* Objective *
How many lines of the entries below contain the word "wheelchair", with case counting? Reply with the number only.

* Records for this task *

____________

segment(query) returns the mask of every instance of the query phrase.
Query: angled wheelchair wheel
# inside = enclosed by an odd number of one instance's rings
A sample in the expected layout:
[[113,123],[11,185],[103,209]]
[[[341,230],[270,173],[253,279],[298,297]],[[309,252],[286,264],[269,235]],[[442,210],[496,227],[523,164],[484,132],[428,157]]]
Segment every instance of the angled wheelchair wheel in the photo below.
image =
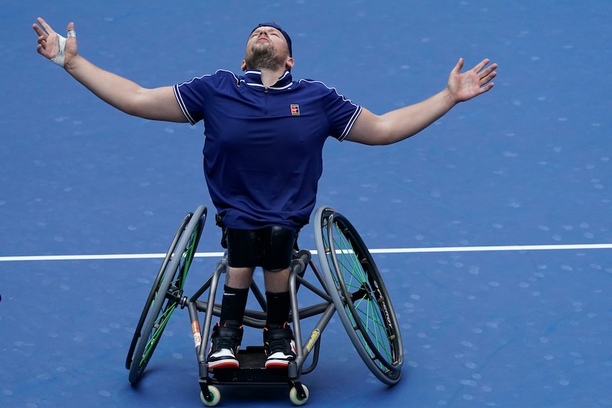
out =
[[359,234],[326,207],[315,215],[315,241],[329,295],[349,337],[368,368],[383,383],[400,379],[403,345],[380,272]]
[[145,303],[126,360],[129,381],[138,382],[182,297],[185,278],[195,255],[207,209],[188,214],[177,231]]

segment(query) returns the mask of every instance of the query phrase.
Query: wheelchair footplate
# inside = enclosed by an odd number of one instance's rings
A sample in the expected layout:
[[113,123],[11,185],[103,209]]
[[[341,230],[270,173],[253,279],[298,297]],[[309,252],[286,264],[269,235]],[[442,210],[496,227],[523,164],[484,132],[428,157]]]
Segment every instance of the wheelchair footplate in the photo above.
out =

____________

* Correct output *
4